Goal -> What follows is a listing to be transcribed exactly.

Record excerpts ->
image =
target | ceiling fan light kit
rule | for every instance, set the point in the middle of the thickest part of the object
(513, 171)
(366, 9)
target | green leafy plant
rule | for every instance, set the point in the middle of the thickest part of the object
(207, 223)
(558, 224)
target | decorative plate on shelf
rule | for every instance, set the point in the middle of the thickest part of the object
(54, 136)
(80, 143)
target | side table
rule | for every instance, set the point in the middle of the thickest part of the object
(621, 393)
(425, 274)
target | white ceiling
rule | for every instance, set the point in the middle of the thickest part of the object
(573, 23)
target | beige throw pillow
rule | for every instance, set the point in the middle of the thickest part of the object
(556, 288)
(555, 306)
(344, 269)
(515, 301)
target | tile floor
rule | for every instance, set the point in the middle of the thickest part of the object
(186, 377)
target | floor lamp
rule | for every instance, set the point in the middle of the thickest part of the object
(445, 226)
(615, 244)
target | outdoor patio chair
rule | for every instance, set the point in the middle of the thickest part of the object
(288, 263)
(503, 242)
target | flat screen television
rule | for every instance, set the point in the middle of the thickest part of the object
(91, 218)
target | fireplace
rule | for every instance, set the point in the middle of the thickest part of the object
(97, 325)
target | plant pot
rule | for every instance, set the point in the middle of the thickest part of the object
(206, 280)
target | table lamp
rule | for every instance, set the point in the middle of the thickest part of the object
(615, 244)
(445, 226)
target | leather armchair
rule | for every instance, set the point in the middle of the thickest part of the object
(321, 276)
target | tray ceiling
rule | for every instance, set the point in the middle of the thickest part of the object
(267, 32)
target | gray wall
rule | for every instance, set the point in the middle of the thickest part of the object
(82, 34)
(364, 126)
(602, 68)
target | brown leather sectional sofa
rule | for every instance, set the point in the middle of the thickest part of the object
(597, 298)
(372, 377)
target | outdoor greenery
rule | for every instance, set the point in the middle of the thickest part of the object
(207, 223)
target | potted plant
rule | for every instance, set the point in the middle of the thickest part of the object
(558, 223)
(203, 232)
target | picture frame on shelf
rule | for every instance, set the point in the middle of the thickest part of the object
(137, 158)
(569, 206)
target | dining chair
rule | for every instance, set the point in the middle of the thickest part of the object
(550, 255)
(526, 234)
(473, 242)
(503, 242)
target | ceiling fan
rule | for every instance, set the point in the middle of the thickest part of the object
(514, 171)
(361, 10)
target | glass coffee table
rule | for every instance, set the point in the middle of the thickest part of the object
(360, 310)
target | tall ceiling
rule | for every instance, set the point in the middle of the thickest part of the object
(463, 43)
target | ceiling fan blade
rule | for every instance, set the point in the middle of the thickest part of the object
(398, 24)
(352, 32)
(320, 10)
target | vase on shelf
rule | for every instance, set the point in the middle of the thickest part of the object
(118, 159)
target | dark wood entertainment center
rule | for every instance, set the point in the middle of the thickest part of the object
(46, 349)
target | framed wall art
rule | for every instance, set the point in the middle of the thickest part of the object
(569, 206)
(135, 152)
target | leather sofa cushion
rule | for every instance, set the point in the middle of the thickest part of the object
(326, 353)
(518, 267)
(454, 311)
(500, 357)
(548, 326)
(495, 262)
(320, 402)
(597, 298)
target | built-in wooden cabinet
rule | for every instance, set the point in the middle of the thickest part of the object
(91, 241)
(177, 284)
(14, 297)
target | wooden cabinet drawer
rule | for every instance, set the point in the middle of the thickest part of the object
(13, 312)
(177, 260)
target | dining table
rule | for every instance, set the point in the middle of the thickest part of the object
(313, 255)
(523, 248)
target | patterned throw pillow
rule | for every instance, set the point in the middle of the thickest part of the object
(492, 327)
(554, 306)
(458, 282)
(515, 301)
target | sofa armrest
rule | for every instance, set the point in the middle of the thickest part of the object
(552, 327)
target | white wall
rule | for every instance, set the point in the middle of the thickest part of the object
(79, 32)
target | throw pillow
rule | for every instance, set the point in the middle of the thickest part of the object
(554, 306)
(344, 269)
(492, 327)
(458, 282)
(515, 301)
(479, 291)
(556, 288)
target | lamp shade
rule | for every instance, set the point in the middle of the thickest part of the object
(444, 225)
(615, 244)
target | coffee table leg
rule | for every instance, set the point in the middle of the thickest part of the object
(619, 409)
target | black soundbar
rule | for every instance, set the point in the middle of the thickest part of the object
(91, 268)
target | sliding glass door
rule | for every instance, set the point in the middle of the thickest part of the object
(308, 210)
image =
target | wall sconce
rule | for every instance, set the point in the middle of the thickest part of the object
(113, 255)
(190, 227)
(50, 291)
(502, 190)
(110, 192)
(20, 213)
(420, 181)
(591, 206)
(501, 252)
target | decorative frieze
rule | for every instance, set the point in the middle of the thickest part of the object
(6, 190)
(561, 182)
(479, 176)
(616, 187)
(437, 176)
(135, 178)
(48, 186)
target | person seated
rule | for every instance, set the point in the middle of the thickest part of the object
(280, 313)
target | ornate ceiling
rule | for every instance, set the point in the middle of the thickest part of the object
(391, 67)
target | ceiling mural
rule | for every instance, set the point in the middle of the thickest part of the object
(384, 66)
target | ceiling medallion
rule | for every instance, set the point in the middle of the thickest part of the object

Result ->
image =
target | ceiling fan light kit
rule | for every instance, set the point in the middle of the thickest part of the object
(513, 171)
(366, 9)
target | green leafy plant
rule | for every instance, set the point in the middle of the thickest part of the object
(207, 223)
(558, 224)
target | decorative plate on shelf
rule | for every instance, set the point in the middle of the thickest part of the object
(54, 136)
(80, 143)
target | side table
rule | for every instance, set the point in the middle of the thickest part of the object
(621, 393)
(425, 274)
target | white ceiling
rule | for every instance, set the point in the middle of the thickest part of the object
(573, 23)
target | beige throw pillow
rule | for every instance, set the point in the middle of the thickest part of the object
(556, 288)
(555, 306)
(344, 269)
(515, 301)
target | tile floor
rule | for every instance, set the point in the middle of the thickest part of the object
(186, 377)
target | floor lamp
rule | for every instance, set the point in the middle of the thickest part of the object
(445, 226)
(615, 244)
target | outdoor patio chair
rule | for every instance, set the point in the middle of the thickest part of the object
(288, 263)
(503, 242)
target | flat screen television
rule | for every instance, set the point in the middle of the thickest part of the object
(91, 218)
target | fireplace
rule | for every instance, set the point in the middle of the thickest part of the object
(97, 325)
target | plant pot
rule | for every instance, set the point in the middle of the thickest part of the object
(206, 280)
target | table lamp
rule | for every instance, set the point in the middle of the thickest part of the object
(615, 244)
(445, 226)
target | leather armchair
rule | for every instance, set the point in the middle of the thickest part of the object
(321, 276)
target | tray ceiling
rule | for every instance, set the point in the middle of the thickest part of the object
(267, 32)
target | gray wall
rule | for every instance, set the point in the middle of the thickest part of the object
(82, 34)
(364, 126)
(602, 68)
target | brown leather sectional sofa
rule | for every instance, set the point in the middle of the thickest part of the object
(597, 298)
(372, 377)
target | outdoor greenery
rule | for every instance, set the point in the middle of the thickest part of the object
(207, 223)
target | potted plant
rule | for every instance, set the point in the middle of the thickest part of the object
(558, 223)
(203, 232)
target | picture frame on shelf
rule | for every instance, set the point in the middle of the thickest part of the object
(137, 158)
(569, 206)
target | dining chair
rule | for every instance, set the point in the middle of the thickest part of the object
(550, 255)
(526, 234)
(473, 242)
(503, 242)
target | ceiling fan
rule | for every instance, set the point in the middle of the thickest part of the object
(514, 171)
(361, 10)
target | glass coffee table
rule | for every instance, set the point in the middle of the thickest part of the object
(360, 310)
target | tall ceiling
rule | for every instance, set the point in the middle of the thickest part of the object
(463, 43)
target | ceiling fan blade
rule | for every instance, set the point in the middle of the thickest part of the object
(398, 24)
(352, 32)
(320, 10)
target | vase on shelf
rule | for every instance, set the point in the middle of the thickest part of the object
(118, 159)
target | dark wood entertainment center
rule | for every instance, set the point in the middle of the thickest part of the object
(46, 349)
target | framed wall art
rule | for every instance, set the point in the middle of the thickest part of the object
(569, 206)
(135, 152)
target | leather sofa cushion
rule | for every instance, set the point in the middle of the thickest part of the object
(326, 353)
(518, 267)
(454, 311)
(500, 357)
(548, 326)
(495, 262)
(320, 402)
(597, 298)
target | built-in wooden cabinet
rule | for every instance, set the point in the middle of the thickest part of the object
(91, 241)
(177, 284)
(14, 297)
target | wooden cabinet drawer
rule | for every instance, set the point in the middle of the thickest part of the object
(13, 312)
(177, 260)
target | dining table
rule | for every instance, set the point in the middle of the thickest part of the object
(313, 255)
(523, 248)
target | patterned throw pillow
rule | for every instance, set the point in the middle of the thickest part of the object
(492, 327)
(554, 306)
(458, 282)
(515, 301)
target | sofa armrest
rule | for every instance, set the point in the middle of the thickest part of the object
(552, 327)
target | white wall
rule | for every instance, set the point in the middle of the thickest part of the object
(79, 32)
target | throw pillow
rule | for every instance, set the point in the middle of the thickest part of the object
(554, 306)
(344, 269)
(492, 327)
(458, 282)
(515, 301)
(479, 291)
(556, 288)
target | lamp shade
rule | for every instance, set the point in the middle of the thickest part of the object
(444, 225)
(615, 244)
target | coffee table leg
rule | for every instance, set the point in the middle of the thickest part of the object
(619, 409)
target | black soundbar
rule | for every instance, set the point in the middle of the thickest part of the object
(91, 268)
target | sliding glass door
rule | for every instance, set the point in the middle of the thickest part of the object
(308, 210)
image =
target | wall sconce
rule | for every instance, set the point in the middle of the thickest part of the object
(113, 255)
(190, 227)
(50, 291)
(502, 190)
(110, 192)
(20, 213)
(420, 181)
(591, 206)
(501, 252)
target | decorative frieze
rule | for every instance, set the point in the middle of the thickest part of the object
(6, 190)
(561, 182)
(479, 176)
(616, 187)
(437, 176)
(135, 178)
(48, 186)
target | person seated
rule | for every instance, set the point in the middle of the thickest part of the object
(280, 313)
target | ornate ceiling
rule | for every instance, set the point in the middle of the thickest part of the object
(391, 67)
target | ceiling mural
rule | for every instance, set the point in the middle of the thickest part of the object
(384, 66)
target | ceiling medallion
rule | for every instance, set the point in the middle of the thickest part of the object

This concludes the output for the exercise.